Word for word, copy out every line of the records, omitting each picture.
■ ■ ■
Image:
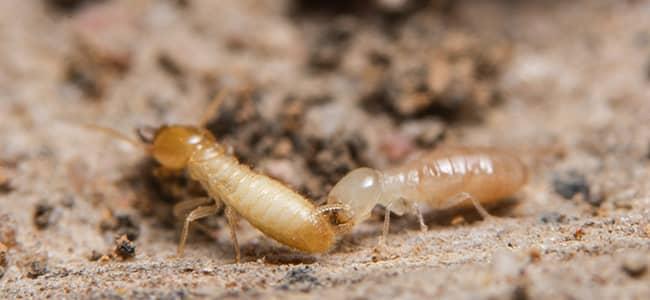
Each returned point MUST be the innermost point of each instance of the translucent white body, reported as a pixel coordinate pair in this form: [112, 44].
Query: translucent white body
[267, 204]
[436, 179]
■ ■ ■
EXERCISE ANSWER:
Image:
Each returned point MUST be the innermost point of each instance of the translucent white body, reported as a pixel coordinate pair in this form: [112, 44].
Query: translucent white body
[267, 204]
[436, 179]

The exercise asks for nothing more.